**Assignment:**
Only the lines from the one containing "Please spot the blurred pigeon" through the end of the listing are to be transcribed, exactly and with both ends included.

Start of Available data

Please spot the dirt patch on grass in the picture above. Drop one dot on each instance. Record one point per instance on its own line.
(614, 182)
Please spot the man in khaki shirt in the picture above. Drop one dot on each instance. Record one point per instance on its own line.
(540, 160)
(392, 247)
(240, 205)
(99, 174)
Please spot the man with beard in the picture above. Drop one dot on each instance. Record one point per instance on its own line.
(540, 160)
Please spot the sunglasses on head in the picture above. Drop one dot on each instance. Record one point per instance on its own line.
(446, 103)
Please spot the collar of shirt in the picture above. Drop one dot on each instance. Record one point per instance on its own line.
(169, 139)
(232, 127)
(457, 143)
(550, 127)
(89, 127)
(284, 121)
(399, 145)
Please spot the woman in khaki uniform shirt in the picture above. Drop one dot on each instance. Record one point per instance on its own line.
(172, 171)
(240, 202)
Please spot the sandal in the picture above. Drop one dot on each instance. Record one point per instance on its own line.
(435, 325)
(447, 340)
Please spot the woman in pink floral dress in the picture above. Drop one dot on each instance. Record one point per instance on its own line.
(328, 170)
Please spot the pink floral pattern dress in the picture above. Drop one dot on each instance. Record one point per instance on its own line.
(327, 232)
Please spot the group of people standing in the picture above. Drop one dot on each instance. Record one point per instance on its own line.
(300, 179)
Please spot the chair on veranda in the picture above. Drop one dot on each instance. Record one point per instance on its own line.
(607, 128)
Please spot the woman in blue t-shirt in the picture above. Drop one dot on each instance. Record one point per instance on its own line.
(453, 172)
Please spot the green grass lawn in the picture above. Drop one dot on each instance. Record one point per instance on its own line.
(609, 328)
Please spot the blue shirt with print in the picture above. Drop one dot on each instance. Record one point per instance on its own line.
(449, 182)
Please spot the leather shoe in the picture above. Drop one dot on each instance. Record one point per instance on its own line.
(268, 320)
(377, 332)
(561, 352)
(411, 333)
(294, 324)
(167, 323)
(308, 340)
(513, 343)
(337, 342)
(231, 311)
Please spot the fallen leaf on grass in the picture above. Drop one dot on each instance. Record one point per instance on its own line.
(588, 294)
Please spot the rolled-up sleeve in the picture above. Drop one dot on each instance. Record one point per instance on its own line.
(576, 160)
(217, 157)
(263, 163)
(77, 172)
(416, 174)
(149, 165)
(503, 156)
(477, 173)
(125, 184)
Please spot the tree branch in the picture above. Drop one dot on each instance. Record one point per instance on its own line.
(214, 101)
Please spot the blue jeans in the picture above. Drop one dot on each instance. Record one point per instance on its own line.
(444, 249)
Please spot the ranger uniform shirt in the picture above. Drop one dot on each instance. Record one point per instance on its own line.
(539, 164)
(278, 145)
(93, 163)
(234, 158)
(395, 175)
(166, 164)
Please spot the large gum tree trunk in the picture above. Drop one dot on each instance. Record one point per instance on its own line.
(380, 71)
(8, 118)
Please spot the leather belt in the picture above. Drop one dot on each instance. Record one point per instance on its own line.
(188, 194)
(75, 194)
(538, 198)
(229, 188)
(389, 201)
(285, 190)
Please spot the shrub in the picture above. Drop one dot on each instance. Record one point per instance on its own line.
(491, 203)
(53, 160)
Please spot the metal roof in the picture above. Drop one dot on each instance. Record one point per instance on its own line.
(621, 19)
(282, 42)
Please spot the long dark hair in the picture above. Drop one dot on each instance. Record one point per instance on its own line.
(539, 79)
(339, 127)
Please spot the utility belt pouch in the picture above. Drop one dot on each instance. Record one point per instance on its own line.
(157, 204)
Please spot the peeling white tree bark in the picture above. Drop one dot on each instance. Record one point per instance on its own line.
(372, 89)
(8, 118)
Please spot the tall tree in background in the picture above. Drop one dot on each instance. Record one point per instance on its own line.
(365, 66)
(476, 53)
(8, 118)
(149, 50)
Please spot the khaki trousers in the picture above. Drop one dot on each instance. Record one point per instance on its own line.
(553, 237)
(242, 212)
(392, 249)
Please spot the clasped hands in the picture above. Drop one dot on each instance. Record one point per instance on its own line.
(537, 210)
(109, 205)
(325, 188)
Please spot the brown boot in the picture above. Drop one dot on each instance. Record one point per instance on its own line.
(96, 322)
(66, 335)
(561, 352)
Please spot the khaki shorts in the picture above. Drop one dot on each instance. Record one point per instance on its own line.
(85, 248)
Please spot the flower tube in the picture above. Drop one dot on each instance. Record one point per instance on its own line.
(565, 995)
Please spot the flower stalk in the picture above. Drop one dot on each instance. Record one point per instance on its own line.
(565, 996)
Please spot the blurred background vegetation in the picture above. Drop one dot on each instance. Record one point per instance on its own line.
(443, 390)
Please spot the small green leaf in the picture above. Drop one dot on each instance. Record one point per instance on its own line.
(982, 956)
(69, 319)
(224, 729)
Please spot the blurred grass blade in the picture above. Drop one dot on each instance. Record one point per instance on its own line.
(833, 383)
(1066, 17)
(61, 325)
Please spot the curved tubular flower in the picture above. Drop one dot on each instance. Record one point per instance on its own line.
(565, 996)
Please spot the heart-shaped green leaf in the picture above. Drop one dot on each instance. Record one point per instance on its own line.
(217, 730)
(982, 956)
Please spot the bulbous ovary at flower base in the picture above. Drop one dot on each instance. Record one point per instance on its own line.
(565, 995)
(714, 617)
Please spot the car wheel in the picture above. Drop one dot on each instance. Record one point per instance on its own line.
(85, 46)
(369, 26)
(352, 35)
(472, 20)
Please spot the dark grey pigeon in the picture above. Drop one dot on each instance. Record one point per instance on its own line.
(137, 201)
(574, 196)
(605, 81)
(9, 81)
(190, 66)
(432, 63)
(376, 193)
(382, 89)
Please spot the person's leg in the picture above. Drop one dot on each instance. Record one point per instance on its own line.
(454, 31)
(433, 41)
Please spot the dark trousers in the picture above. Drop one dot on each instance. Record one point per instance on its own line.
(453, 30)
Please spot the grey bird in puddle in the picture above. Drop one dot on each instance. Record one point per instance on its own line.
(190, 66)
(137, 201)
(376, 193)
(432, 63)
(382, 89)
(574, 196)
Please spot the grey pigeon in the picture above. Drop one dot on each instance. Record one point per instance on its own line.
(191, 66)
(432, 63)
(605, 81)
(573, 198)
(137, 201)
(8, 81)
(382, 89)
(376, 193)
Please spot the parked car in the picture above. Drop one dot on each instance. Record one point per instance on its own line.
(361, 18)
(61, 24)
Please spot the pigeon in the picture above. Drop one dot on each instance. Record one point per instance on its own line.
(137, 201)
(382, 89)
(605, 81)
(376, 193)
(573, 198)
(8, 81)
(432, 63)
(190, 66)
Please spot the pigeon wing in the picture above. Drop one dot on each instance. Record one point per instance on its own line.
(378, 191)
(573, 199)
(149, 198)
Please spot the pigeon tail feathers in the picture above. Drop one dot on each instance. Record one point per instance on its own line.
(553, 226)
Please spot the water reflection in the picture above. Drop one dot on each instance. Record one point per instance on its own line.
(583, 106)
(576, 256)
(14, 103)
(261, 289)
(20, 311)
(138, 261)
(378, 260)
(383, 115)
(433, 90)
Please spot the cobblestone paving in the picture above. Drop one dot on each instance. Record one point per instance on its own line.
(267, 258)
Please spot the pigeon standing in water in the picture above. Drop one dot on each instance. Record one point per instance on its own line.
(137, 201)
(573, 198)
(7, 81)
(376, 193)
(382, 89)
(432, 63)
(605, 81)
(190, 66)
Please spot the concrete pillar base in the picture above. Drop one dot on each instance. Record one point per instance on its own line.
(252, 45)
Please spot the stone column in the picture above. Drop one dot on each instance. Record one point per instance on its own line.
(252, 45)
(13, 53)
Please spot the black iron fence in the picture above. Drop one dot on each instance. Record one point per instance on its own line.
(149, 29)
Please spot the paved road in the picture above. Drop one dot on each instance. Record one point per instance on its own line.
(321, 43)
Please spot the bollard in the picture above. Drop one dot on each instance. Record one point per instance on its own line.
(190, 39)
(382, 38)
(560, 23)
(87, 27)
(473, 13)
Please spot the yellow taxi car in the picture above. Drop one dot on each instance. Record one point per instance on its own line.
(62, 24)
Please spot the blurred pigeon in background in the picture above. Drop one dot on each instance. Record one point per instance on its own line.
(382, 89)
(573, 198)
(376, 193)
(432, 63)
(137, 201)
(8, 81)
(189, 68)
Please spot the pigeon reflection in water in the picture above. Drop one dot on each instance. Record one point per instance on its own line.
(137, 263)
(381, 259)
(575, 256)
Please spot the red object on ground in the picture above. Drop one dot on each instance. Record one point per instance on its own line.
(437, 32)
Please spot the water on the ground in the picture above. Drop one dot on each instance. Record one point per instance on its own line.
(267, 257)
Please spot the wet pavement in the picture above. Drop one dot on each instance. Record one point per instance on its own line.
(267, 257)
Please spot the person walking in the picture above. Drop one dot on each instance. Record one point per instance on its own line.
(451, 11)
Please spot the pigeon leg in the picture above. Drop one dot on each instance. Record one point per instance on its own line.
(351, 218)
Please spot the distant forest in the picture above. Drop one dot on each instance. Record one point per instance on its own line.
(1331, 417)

End of Available data

**Output below:**
Please spot the blurred pigeon in background in the picture above. Drop one dot on each instance. Record one point per instance on its own line.
(382, 89)
(573, 198)
(376, 193)
(432, 63)
(137, 201)
(8, 81)
(189, 68)
Please spot the pigeon reflection in water in the picture above. Drop one dot on each instance. Record one point per instance on its own line.
(137, 263)
(381, 259)
(575, 256)
Please spot the red object on ground in the picture above. Drop one dot on each instance. Record one point per instance on its own line.
(437, 32)
Please spot the water on the ground in the picture above. Drop one dot on each instance. Record one point per instance on its own line.
(267, 257)
Please spot the wet pavement in the picture above. Drop one dot on each instance. Record one point per instance on its own line.
(267, 257)
Please spot the person walking in the picture above. Drop one dot on each instance. Record one point per instance on its own line.
(451, 11)
Please spot the pigeon leg in the picture above. Drop one dot on each instance. Record one point per instance on its own line.
(351, 218)
Please spot the distant forest in the picture above. Drop one dot on each instance. Record one point per instance on its own line.
(1331, 417)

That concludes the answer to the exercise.